## Data section
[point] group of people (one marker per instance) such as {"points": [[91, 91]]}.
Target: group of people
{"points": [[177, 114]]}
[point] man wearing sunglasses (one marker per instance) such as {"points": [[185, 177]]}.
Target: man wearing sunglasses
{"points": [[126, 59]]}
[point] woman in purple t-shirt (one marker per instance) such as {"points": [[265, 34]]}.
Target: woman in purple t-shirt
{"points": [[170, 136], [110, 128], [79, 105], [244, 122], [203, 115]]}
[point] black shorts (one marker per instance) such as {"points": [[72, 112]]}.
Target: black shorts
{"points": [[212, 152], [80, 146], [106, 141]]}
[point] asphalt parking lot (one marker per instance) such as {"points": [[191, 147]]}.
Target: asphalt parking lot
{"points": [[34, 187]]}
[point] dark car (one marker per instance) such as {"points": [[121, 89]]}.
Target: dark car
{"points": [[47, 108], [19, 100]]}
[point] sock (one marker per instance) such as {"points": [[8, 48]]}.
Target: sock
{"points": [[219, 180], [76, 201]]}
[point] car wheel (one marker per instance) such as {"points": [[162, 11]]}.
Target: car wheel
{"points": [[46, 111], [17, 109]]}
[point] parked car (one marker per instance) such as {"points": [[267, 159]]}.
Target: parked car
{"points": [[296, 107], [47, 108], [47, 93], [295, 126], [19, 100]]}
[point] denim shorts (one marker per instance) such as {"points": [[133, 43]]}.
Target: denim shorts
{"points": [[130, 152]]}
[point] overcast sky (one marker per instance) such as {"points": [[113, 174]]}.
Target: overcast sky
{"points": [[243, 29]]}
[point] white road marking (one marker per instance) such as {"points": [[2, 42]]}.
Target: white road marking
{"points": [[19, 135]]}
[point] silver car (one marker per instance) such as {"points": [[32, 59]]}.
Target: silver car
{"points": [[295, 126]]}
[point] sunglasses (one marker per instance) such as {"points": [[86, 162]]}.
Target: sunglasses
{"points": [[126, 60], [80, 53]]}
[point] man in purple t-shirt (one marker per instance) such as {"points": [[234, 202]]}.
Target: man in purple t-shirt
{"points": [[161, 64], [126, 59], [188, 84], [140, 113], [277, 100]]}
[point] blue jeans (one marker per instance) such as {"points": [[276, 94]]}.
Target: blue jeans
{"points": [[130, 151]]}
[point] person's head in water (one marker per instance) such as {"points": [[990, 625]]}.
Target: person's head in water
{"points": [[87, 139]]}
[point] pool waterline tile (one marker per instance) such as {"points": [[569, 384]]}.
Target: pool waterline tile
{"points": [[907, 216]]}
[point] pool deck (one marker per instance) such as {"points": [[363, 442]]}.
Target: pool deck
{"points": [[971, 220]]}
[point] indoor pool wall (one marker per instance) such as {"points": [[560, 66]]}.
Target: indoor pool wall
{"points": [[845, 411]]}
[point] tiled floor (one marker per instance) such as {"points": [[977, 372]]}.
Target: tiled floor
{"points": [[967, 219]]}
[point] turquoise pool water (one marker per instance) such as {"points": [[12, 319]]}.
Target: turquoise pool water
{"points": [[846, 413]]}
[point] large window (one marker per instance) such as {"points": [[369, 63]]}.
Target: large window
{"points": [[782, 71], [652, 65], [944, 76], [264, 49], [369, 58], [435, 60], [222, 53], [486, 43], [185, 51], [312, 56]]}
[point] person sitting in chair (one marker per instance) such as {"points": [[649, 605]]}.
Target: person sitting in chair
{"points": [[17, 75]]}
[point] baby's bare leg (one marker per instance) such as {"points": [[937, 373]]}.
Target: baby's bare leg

## Exercise brief
Nothing but the lines from the line containing "[point] baby's bare" through the final line of the entries should appear in your answer, copied exactly.

## Solution to this task
[point] baby's bare leg (one marker per instance) such as {"points": [[937, 373]]}.
Target: baby's bare leg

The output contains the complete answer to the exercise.